*Exercise details:* Copy the passage from the benchmarking thread that begins at "Credit for the" and ends after "has been hidden.", swapping "Windows" for "Linux".

*Excerpt to read:*
Credit for the Processor class: https://stackoverflow.com/a/62208108 (You may need a different solution if you're not on Windows.)

And honestly, I don't even trust my own results, because it's common knowledge that Ram is 10-100x slower than cache.

3 replies

This comment has been hidden.

Sign in to view

timcassell Jan 26, 2024
Collaborator

Take 3 (I told you it's difficult!)

Code

public class BenchmarkTest
{
    private static readonly decimal[] precomputedCache = new decimal[]
    {
        1m,
        0.1m,
        0.01m,
        0.001m,
        0.0001m,
        0.00001m,
        0.000001m,
        0.0000001m,
        0.00000001m,
        0.000000001m,
        0.0000000001m,
        0.00000000001m,
        0.000000000001m,
        0.0000000000001m,
        0.00000000000001m,
        0.000000000000001m,
        0.0000000000000001m,
        0.00000000000000001m,
        0.000000000000000001m,
        0.0000000000000000001m,
    };

    [Benchmark]
    public decimal Calculate()
    {
        decimal r = 0;

        for (int decimals = 0; decimals < 5; decimals++)

*Data section:*
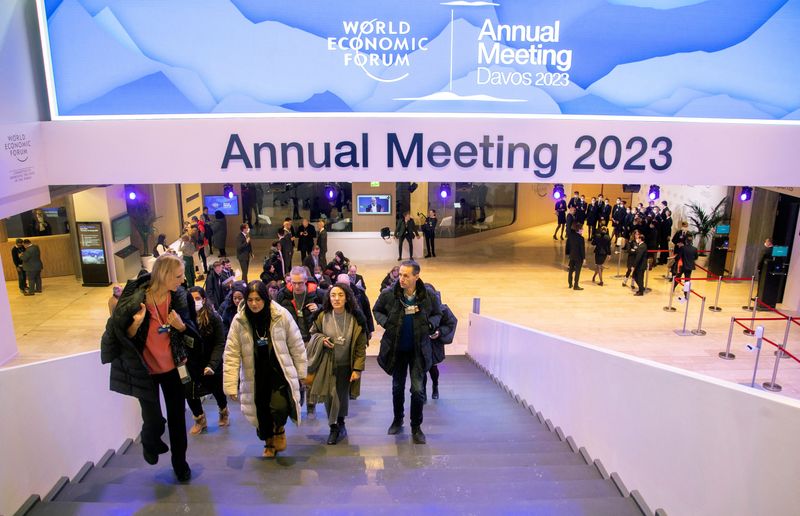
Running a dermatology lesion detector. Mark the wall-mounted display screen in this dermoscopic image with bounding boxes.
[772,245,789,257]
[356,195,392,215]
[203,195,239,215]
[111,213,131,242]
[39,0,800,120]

...

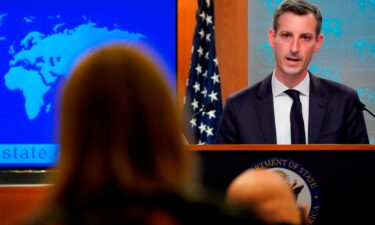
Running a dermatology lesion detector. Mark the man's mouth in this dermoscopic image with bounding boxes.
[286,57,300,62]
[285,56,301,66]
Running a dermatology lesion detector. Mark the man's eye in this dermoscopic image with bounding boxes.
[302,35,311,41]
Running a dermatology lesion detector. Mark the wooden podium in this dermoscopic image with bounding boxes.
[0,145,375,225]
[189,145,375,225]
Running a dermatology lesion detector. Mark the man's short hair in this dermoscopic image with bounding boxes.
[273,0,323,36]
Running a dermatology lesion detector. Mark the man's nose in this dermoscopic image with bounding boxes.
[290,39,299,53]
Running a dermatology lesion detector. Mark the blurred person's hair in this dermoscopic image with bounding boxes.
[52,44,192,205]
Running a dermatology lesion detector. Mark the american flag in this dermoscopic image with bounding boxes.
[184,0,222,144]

*Task solution:*
Credit for the Processor class: https://stackoverflow.com/a/62208108 (You may need a different solution if you're not on Linux.)

And honestly, I don't even trust my own results, because it's common knowledge that Ram is 10-100x slower than cache.

3 replies

This comment has been hidden.